• [Data supplied]:
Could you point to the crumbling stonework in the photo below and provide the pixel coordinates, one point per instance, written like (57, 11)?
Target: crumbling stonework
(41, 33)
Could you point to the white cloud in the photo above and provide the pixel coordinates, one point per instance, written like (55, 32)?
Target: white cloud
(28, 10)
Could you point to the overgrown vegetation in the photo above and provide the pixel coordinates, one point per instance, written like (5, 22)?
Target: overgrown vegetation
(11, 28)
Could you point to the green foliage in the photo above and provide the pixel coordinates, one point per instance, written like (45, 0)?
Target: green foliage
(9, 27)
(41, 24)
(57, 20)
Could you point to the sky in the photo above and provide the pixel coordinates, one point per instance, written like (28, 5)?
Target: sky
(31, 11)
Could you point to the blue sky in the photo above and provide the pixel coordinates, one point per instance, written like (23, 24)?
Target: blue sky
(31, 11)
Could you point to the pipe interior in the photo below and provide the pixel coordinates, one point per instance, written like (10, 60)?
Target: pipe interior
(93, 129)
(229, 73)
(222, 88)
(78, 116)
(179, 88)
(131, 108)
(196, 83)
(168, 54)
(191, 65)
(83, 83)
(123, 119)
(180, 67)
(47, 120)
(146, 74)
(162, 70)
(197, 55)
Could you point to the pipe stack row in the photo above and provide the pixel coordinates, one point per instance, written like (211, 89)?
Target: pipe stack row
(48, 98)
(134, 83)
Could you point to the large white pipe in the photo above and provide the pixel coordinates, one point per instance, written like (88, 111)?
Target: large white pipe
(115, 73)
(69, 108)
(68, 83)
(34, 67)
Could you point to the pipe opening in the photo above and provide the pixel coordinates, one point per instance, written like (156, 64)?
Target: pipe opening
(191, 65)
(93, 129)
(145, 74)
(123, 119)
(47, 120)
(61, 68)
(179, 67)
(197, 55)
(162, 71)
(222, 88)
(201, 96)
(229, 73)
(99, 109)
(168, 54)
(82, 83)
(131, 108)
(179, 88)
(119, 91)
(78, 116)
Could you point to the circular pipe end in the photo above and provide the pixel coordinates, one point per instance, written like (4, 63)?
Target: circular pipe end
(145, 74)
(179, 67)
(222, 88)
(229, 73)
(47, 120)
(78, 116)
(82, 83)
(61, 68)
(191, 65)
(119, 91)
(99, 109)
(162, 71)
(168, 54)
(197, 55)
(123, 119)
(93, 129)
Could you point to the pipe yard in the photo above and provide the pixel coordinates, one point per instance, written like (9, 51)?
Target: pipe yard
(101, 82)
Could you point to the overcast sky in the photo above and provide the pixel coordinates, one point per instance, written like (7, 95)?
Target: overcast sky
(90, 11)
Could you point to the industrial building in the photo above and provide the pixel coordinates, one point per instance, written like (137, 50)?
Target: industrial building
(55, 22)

* * *

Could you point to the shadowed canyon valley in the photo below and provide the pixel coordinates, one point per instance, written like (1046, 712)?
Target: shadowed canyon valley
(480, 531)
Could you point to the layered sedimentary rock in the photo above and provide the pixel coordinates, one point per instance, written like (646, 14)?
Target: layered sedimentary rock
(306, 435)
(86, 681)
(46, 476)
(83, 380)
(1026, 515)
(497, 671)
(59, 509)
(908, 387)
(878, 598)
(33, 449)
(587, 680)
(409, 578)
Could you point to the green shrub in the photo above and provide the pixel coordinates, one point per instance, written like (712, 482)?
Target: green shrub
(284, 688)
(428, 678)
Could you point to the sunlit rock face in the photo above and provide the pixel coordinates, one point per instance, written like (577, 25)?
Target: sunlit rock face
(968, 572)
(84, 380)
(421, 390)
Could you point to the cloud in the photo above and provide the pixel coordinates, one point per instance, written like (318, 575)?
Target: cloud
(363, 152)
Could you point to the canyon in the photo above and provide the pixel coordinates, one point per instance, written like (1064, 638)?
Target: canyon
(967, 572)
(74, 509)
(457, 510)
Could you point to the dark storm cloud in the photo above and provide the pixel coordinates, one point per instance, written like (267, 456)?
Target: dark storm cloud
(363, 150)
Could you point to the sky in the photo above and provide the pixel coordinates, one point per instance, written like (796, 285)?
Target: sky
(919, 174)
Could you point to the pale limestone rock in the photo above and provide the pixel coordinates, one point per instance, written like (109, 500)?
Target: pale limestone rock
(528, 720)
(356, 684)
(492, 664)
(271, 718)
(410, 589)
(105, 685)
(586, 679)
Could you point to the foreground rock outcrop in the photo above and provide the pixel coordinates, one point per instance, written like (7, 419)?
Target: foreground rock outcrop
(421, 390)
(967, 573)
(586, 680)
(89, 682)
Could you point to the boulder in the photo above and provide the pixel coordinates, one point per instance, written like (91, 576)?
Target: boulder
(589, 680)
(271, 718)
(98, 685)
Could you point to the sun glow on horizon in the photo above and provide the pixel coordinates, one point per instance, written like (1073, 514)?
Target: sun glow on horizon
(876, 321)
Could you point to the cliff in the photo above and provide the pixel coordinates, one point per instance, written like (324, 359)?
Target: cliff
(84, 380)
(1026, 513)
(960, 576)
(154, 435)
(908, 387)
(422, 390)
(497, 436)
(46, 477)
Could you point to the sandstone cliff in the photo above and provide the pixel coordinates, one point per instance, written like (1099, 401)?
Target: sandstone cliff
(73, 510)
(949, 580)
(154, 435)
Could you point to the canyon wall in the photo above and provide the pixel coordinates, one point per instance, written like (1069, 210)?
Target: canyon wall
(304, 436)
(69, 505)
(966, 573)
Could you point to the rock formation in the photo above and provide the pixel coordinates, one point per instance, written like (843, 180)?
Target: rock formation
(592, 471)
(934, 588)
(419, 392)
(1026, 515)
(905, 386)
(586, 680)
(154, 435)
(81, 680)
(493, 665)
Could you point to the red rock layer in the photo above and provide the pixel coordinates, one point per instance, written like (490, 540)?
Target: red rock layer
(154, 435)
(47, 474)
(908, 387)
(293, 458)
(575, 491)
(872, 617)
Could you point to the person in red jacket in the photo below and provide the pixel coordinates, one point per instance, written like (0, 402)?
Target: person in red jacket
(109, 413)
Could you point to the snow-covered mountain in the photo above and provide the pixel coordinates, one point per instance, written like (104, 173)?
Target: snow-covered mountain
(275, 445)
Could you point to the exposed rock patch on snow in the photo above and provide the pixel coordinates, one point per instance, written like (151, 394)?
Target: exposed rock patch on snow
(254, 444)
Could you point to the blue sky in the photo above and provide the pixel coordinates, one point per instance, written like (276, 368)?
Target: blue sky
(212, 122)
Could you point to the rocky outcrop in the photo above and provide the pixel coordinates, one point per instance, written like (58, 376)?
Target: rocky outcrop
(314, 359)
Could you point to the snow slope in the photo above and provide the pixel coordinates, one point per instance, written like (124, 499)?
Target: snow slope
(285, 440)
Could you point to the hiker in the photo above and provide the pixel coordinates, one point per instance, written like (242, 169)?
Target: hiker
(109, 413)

* * *

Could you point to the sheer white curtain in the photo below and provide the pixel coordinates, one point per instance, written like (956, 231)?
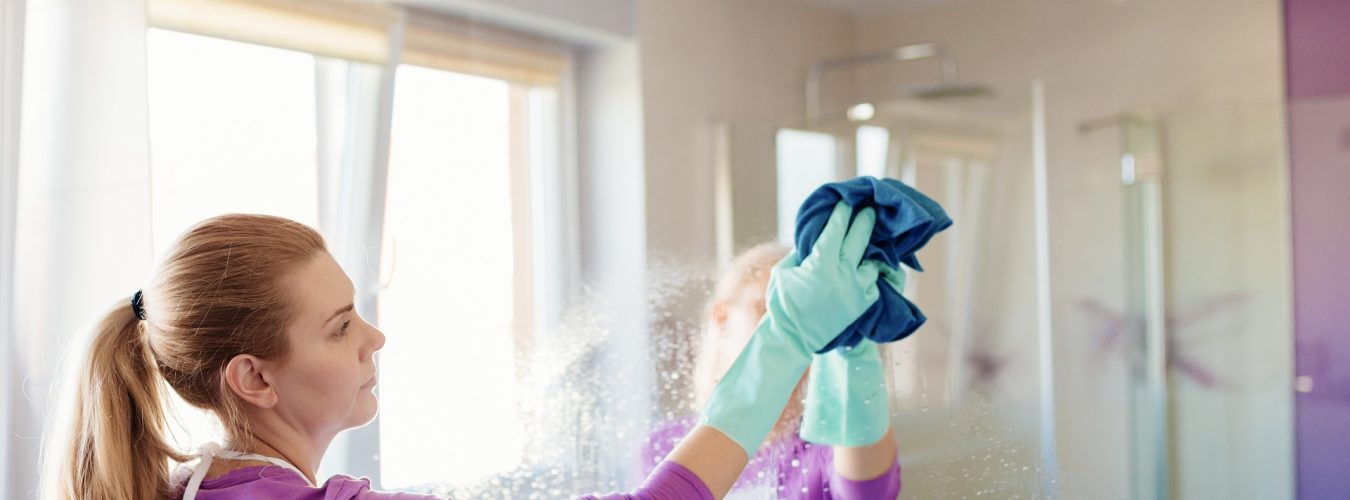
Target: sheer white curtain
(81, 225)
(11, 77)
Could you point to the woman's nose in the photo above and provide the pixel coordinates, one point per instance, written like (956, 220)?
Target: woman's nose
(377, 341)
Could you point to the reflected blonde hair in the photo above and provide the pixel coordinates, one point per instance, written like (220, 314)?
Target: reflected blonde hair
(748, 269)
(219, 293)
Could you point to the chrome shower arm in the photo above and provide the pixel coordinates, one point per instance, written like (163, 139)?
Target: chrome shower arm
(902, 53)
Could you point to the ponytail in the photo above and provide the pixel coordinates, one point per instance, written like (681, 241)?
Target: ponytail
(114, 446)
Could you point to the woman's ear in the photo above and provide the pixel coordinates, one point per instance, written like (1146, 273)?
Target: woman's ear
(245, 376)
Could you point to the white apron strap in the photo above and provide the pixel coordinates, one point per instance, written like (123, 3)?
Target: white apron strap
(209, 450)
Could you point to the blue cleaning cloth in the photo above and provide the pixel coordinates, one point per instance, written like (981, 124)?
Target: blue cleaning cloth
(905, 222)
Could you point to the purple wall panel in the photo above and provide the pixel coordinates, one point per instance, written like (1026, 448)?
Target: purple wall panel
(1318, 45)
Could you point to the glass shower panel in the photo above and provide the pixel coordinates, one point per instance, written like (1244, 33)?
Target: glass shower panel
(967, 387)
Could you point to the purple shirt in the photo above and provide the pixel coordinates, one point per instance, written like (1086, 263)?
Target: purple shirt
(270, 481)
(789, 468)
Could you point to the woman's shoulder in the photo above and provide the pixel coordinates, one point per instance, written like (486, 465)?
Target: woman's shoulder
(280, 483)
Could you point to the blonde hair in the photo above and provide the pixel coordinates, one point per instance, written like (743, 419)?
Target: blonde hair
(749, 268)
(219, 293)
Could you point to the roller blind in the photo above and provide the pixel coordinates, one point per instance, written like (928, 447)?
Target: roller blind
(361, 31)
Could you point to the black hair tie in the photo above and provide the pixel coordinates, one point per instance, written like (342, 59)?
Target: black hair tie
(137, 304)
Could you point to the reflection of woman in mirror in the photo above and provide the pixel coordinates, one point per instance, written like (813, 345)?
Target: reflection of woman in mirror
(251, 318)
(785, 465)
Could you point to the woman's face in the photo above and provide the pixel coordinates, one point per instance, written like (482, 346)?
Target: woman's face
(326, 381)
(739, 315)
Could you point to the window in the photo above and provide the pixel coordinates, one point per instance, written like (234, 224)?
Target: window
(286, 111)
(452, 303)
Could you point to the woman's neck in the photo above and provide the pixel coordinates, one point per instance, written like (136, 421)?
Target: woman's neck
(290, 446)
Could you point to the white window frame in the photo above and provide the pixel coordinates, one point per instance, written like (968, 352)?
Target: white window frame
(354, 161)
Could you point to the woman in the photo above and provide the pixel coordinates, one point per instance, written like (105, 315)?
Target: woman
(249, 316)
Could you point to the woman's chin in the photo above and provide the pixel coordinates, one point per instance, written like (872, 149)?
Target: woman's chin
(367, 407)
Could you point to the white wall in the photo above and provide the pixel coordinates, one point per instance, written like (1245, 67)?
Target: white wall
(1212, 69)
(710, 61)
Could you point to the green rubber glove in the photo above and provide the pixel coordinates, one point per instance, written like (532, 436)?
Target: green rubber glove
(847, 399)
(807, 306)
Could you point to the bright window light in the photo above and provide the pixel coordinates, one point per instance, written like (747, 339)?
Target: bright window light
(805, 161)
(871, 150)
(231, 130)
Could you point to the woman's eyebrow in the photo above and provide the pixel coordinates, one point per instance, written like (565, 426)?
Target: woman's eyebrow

• [What the task requires]:
Copy the records word for word, starting with the line containing "Could you point to the window" and ending with the line containing "Target: woman's eyebrow". Include both of those lines and nothing outside them.

• [Exercise result]:
Could you point to the window in the photo above and provide the pixel coordinates, one point per instance, written like (234, 224)?
Target: window
(286, 111)
(452, 303)
Could you point to the woman's neck in the photo above and provide the pixel coordinates, one point per instance, written like (136, 421)?
Target: woman's neck
(290, 446)
Could you point to the white window frame in the photo above and provide the pixel coordinates, one point per instance, written like (968, 352)?
Target: white window frame
(354, 161)
Could you point to the woman in the photo above and provide the pixel coordinates, one point per instance, written like (105, 315)?
Target: woman
(249, 316)
Could you point to the woman's chin in the photo above and provide the pixel coordinates, one point per instance, written like (872, 149)?
Target: woman's chin
(367, 407)
Could you point to the white wall in the photo above and provide the pixel coordinates, one point per instance, written like (1245, 67)?
Target: white wall
(1212, 69)
(710, 61)
Could you point to the green rubber glove in the photo above and provide the pixel coordinates, one point per instance, written like (532, 436)?
Target: green rubber glove
(847, 399)
(807, 306)
Could you point to the bright window light in the photo above and provide the pixel coordinates, one point per instance, written like (747, 339)?
Target: bright window light
(805, 161)
(871, 150)
(231, 130)
Could you point to the woman's eyebrow in the photo above and provide the pixel coordinates, one point per instance, written like (565, 426)?
Target: woman's eyebrow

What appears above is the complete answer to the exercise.